Given problem ->
Copy out unchanged the stretch of rows from the line containing "Can you confirm the presence of any door" through the line containing "left=186, top=98, right=208, bottom=117", including both of those lines.

▼▼▼

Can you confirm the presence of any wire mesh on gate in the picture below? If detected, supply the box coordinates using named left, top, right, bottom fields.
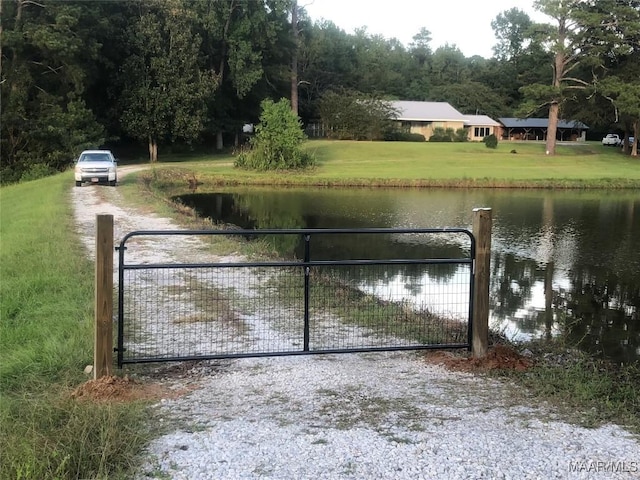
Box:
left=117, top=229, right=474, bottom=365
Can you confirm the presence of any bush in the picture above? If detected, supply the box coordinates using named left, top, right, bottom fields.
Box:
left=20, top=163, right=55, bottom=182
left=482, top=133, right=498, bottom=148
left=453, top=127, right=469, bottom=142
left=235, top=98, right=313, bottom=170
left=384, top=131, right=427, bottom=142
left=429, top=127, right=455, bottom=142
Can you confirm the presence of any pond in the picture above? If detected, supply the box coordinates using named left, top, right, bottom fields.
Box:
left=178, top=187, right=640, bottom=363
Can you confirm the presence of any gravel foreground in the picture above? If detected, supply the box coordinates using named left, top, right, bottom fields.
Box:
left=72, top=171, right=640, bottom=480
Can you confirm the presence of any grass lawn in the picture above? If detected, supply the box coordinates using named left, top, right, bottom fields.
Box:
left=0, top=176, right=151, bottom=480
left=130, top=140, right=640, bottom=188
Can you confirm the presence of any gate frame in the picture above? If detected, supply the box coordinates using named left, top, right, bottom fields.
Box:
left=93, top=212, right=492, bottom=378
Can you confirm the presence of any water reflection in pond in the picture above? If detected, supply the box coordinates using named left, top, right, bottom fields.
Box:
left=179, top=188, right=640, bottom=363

▲▲▲
▼▼▼

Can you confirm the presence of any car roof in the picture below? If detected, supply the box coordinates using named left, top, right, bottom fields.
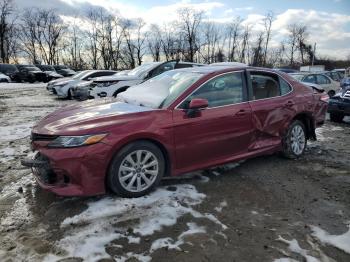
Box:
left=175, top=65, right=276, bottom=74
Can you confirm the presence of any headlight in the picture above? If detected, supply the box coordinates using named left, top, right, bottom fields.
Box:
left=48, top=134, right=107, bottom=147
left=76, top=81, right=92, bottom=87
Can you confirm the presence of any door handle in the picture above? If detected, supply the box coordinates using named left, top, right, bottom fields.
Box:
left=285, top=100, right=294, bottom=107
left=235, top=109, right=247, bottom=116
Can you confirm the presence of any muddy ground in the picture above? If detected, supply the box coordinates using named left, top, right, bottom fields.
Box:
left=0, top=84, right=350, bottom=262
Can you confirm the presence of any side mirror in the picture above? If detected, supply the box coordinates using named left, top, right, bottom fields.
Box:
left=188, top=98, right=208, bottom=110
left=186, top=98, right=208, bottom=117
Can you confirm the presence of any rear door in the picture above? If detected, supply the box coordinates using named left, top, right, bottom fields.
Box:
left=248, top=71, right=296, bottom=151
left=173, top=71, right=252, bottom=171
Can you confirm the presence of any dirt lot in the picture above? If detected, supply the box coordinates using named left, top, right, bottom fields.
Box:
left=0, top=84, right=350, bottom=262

▲▲▲
▼▼▼

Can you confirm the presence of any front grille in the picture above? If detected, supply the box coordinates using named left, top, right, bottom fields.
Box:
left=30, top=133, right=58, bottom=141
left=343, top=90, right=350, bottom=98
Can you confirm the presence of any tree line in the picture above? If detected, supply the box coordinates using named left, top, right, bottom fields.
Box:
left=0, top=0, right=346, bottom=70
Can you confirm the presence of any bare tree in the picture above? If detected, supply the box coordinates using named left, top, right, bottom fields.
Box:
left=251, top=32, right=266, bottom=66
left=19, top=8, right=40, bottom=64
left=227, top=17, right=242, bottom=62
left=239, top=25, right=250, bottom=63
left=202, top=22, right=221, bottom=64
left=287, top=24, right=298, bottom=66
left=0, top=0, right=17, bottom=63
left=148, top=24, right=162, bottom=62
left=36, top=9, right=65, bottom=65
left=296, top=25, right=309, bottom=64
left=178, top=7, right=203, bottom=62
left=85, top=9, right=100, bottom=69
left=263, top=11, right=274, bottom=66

▲▲▲

The answer ->
Can you confirm the presence of any door handle in the picture above? If detected, supply the box coordinates using named left, top, right, bottom fields.
Box:
left=285, top=100, right=294, bottom=107
left=235, top=109, right=247, bottom=116
Can you confirm the presence of any muddy ground in the picture above? If detected, supply the box coordinates using named left, top, right, bottom fields.
Box:
left=0, top=84, right=350, bottom=262
Can you confirm the presence of any side mirror in the picture above? If detected, supply the box coordinates using named left, top, right, bottom fields.
Box:
left=188, top=98, right=208, bottom=110
left=186, top=98, right=208, bottom=117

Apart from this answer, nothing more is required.